### Quoted text:
↓

10. Debugging¶
10.1. Exercises: debugging¶
Exercise 10.1
The purpose of the following code is to count how often each TF in the network is a target of a TF in the network (it also counts if a TF regulates itself). In other words, how many TFs in the network bind in the promoter of a given TF.
The below code is provided in the script
exercise4_with_errors.py
.Use the terminal and command line to copy the file to a new file named
my_exercise4.py
.Edit the new file by clicking on it in the Jupyter browser.
Every time you change the file, save it.
Execute the Python script from the command line with
python my_exercise4.py
.
Questions
What is the purpose of this code? (This should be obvious from the short description given above and the code itself)
What is the input and what is the expected output? Answer this question before running or changing the code, but make use of the network as defined in the dictionary
hsc_network
.Identify the source of the runtime errors, and fix the mistake into the code so that the script runs without error. In that case, the last line of the output should be “Finished analysis of HSC network”.
After you fixed the errors in the code, does the code produce the expected output?
What is the output (list each TF and its target frequency)?
How would you solve this counting problem more elegantly? Hint: e.g. by using a single dictionary to replace the list
list_of_tfs
and dictionarytf_to_index
.
Advice: make liberal use of print()
statements to understand
What each line in the code is trying to achieve
How to make the code function correctly, and make sure that it indeed functions correctly.

↑

### Work to do:
a - List each question that appears under the "Questions" heading of the debugging exercise.
b - According to the debugging exercise, what should the last line of output read once the script runs without error?
The records after this point come from a separate source, unrelated to the debugging exercise.

### Record extracts:
↓

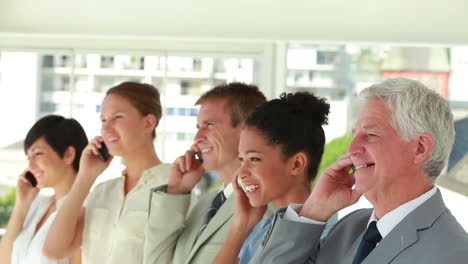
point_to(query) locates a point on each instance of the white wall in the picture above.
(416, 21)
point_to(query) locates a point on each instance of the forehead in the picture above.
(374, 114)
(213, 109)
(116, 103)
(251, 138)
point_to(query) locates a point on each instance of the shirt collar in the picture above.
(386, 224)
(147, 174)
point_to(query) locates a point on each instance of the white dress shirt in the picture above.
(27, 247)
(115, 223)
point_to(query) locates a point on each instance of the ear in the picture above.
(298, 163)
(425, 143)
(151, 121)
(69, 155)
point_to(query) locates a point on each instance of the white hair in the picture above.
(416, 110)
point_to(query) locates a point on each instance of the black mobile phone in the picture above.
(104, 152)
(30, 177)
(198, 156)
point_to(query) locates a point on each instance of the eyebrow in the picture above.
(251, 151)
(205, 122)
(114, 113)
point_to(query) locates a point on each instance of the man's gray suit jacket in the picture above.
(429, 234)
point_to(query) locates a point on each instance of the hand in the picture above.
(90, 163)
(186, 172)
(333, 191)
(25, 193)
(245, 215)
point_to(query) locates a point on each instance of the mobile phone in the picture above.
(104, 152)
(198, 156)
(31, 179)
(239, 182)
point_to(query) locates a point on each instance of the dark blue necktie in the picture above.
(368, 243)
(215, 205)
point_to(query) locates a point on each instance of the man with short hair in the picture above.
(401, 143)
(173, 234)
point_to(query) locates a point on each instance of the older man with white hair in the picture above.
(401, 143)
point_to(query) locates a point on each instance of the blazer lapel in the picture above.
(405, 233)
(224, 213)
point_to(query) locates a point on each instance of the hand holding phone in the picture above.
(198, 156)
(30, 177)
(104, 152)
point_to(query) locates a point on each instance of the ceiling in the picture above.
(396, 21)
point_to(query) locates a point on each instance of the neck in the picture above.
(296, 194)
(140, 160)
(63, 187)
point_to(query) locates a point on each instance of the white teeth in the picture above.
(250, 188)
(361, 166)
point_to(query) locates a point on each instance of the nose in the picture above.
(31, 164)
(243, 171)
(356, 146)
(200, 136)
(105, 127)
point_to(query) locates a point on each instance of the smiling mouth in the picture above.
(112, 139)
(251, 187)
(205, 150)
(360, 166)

↑

### The replies:
a -
- What is the purpose of this code?
- What is the input and what is the expected output?
- Identify the source of the runtime errors, and fix the mistake into the code so that the script runs without error.
- After you fixed the errors in the code, does the code produce the expected output?
- What is the output (list each TF and its target frequency)?
- How would you solve this counting problem more elegantly?

b - “Finished analysis of HSC network”